> **Activity list**
1 - In the extract about Trudeau's televised broadcasts, what did NDP leader Ed Broadbent call the prime minister's broadcasts?
2 - Write what comes next in the extract about Trudeau's televised broadcasts, continuing from the point where it stops.

While Trudeau’s personal touch comforted the corporate moguls, his broadcasts opened on an ominous note. In the first of three addresses, all of which were filmed in his office on the prime minister’s 63rd birthday last Monday (page 20), Trudeau warned: “I must say in all frankness that a difficult winter lies ahead. I wish I could tell you otherwise, but reality is there for all of us to see. I believe, however, that it can also be a decisive winter for our economy and for our country.” Admitting that there were no quick or easy solutionsbut discounting the reinstatement of wage and price controls—he then pointed out that inflation was easing and interest rates were dropping. “Here

we are, all in the same boat, and we are all beginning to pull in the same direction and, suddenly, we know that we are all pulling in the same direction,” the prime minister declared. Angrily rowing against the tide of Trudeau’s hopes, however, were the federal opposition party leaders, Joe Clark and Ed Broadbent. Although both leaders will use their own allotment of CBC TV and radio time to respond in the next few weeks, NDP chief Broadbent called the PM’s broadcasts a “three-part farce.”

It is too early to say whether Davey’s Madison Avenue techniques and the prime minister’s pitch could work to cure the national mood of deep disenchantment. But the prognosis does not look good. Last week Statistics Canada put a few more brushstrokes on an already dismal economic portrait. Business demand for products continued to decline by two per cent, Statistics Canada reported. At the same time, the manufacturing, mining and forestry industries have slashed plans this year for capital investment, and Canadianowned manufacturing firms, which originally planned to increase investment by 15 per cent, have instead reduced spending by seven per cent.

> **Material provided**
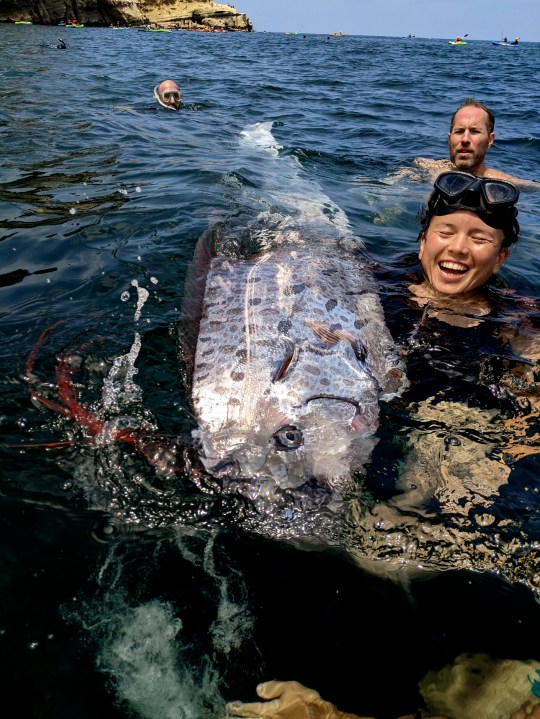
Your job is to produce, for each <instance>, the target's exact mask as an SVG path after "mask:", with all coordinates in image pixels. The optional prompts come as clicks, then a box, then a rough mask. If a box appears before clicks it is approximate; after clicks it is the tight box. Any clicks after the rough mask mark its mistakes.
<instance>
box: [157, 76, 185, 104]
mask: <svg viewBox="0 0 540 719" xmlns="http://www.w3.org/2000/svg"><path fill="white" fill-rule="evenodd" d="M158 94H159V97H160V100H161V102H162V103H163V104H164V105H167V106H168V107H171V108H173V109H174V110H178V108H179V107H180V90H179V89H178V85H177V84H176V83H175V82H173V81H172V80H167V81H165V82H162V83H161V85H160V86H159V87H158Z"/></svg>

> **Responses for each task**
1 - A "three-part farce."

2 -
In some circles, disfavor runs so deep it has provoked some inventive prescriptions and some exotic tonics. Flamboyant Peter Pocklington, owner of the Edmonton Oilers hockey team, is so disgruntled that he has taken a run at the leadership of the Conservative party. Although Pocklington’s well-known grandstanding and his lack of political experience may trip him up, the 40-year-old millionaire recently swung into a $150,000 cross-country odyssey to convince Tories that he is “better prepared than any politician in the country today” (page 21).

Backbone: In parts of the country many Canadians thought they were already ahead of Pocklington and the politicians in their frustration with current policies. In Sydney, N.S., businessman Mack Reed opined: “Trudeau says we have to tighten our belts. My God, I have tightened my belt so much I have a ring around my backbone.” Added Lloyd Larsen, president of Nechako Lumber in Vanderhoof, B.C.: “It’s up to the people now. Trudeau is not saying anything he hasn’t said before—he hasn’t got any ideas. It’s up to the people.”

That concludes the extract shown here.